(Excerpt provided begins)

How can I eat a raw diet and make sure I meet all my nutrient requirements? Is there a programme I can follow? Do you recommend regular blood tests? I ask because I have friends who have struggled to maintain their health on an all raw diet.Vincenzo, Italy
Dear Vincenzo,When it comes to a successful raw diet, eating a wide variety of foods is important to make sure you are nourishing your body with the proper nutrients. This includes fruits (all of them), vegetables, sprouts, microgreens, herbs, wild foods, nuts and seeds (chia, hemp and flax are key). For vegetables I want to emphasise how vital it is to get your greens in. Things like tender lettuces, dandelion greens, spinach, swiss chard, baby kale, celery, cucumber, asparagus, fresh coriander and parsley. These are all amazingly dense with minerals that your body needs. When we look at cruciferous vegetables which are powerhouses for fighting things like cancer, you want to make sure you are either shredding, grinding, blending and/ or massaging them. These consist of curly kale, broccoli, cauliflower, cabbage, brussel sprouts and collards. These vegetables are harder to digest raw so when we prepare them properly, it aids optimal digestion. If you think it is too much work, you can always lightly steam them; it is much better to get them into your body than to not. Other items I would suggest adding into one’s diet are turmeric and ginger root (great for digestion and fighting inflammation) as well as Hawaiian spirulina, barley grass juice power and moringa which all meet a variety of nutritional needs. Another helpful tip is to drink green juices that will ensure you are getting enough vitamins and minerals into your diet.

(Excerpt provided ends)
(Extracted material begins)

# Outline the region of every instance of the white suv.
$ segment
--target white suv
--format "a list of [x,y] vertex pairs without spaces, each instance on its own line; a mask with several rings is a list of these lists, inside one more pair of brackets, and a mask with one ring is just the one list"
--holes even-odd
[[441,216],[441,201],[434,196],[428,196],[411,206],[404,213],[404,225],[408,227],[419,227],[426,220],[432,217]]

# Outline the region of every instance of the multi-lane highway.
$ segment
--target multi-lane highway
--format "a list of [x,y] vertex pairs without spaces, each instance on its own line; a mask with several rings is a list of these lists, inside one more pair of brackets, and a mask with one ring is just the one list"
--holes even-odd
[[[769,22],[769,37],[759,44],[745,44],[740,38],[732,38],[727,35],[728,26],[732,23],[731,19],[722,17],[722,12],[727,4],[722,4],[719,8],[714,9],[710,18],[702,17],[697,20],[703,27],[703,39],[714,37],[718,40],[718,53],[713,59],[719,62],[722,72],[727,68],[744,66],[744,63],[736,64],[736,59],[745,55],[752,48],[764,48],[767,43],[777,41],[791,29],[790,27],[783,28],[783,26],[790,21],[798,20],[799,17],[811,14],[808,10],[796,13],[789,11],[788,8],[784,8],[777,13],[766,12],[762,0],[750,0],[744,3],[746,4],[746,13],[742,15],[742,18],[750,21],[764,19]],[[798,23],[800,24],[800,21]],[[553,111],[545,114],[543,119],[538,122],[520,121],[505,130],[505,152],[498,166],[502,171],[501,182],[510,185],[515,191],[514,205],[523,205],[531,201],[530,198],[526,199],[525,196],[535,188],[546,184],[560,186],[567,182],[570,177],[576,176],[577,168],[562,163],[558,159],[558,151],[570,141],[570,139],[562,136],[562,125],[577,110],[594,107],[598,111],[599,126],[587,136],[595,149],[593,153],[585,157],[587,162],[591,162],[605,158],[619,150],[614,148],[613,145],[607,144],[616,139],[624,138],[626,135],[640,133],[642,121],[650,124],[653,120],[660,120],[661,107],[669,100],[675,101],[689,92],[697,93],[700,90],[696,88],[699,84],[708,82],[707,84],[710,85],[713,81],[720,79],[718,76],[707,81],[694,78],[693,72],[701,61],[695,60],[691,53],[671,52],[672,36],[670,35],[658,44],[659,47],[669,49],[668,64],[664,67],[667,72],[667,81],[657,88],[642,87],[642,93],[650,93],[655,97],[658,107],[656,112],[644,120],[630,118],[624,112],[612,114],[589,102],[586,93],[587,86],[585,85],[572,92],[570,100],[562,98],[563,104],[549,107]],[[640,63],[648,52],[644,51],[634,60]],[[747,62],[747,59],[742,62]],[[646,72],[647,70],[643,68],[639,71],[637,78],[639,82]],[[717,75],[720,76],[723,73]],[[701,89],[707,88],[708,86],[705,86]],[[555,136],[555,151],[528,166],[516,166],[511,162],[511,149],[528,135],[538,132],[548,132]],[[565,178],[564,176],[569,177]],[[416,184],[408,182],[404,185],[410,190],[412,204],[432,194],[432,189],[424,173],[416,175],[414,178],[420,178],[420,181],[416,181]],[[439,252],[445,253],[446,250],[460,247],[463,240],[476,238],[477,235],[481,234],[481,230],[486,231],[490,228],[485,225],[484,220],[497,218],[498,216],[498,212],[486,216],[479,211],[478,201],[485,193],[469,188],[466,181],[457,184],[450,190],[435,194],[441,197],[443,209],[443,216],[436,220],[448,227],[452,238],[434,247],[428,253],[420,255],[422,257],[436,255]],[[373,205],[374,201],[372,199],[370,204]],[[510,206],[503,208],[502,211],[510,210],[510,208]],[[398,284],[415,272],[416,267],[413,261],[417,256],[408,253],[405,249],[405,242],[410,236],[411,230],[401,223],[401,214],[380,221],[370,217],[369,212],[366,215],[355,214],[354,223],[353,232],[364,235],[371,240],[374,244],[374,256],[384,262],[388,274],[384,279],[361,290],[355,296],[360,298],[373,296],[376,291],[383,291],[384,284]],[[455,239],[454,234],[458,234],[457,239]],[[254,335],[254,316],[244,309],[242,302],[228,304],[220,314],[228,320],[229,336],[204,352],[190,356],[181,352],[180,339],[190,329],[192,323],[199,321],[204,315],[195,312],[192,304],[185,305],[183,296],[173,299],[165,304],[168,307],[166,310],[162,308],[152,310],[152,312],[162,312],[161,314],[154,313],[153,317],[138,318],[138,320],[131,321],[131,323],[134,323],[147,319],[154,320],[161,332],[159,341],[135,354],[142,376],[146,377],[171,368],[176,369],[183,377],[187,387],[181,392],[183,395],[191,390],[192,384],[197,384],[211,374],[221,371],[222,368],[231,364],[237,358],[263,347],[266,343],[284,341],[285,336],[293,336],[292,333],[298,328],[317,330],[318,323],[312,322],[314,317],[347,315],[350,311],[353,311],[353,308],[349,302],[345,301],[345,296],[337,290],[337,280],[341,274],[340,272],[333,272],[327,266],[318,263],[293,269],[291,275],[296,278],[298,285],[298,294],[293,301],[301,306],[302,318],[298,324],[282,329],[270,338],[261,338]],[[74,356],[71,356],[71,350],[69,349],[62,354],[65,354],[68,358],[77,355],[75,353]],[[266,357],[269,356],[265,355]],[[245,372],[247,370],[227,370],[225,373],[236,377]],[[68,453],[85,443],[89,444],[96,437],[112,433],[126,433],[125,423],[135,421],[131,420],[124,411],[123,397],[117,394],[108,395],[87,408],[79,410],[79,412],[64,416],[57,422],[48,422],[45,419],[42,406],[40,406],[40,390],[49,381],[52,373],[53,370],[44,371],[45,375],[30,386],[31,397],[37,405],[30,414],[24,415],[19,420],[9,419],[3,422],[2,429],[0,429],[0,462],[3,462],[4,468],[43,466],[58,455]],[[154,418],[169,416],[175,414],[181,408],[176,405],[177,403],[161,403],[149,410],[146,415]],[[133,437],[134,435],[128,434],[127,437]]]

(Extracted material ends)

## [Set of tasks]
1. In the raw diet advice, which seeds are called key?
2. According to the raw diet advice, why should cruciferous vegetables be shredded, ground, blended or massaged?
3. Continue the raw diet advice from the point where it stops.

## [Your responses]
1. Chia, hemp and flax seeds are called key.

2. Cruciferous vegetables are harder to digest raw. Preparing them in these ways aids optimal digestion.

3.
As for programmes, myself as well as many other health coaches put together specific plans based on the client’s needs and desires. Each plan is personalised for the client’s goals. It is not a one size fits all. Each raw food diet can have certain baselines that needs tweaks here and there to accommodate each person. Some people are looking for faster recovery times from athletics, detoxification, healing, toning, weight loss, more energy, more mental clarity and so forth. Drs. Rick and Karin Dina have a Mastering Raw Food Nutrition and Educator Course programme which is available as well. There are many programs to choose from. In addition, there is a range of what raw food is to certain people. To some, raw food can be high in fat which is more gourmet and contains lots of nuts and seed with the use of salt and olive oil. On the other side of the spectrum, there is the 80/10/10 diet that focuses on a high fruit diet where salt and oil of any kind are a big no-no. That programme also uses small servings of nuts and seeds sporadically. I think the most important thing is to figure out what feels best to you.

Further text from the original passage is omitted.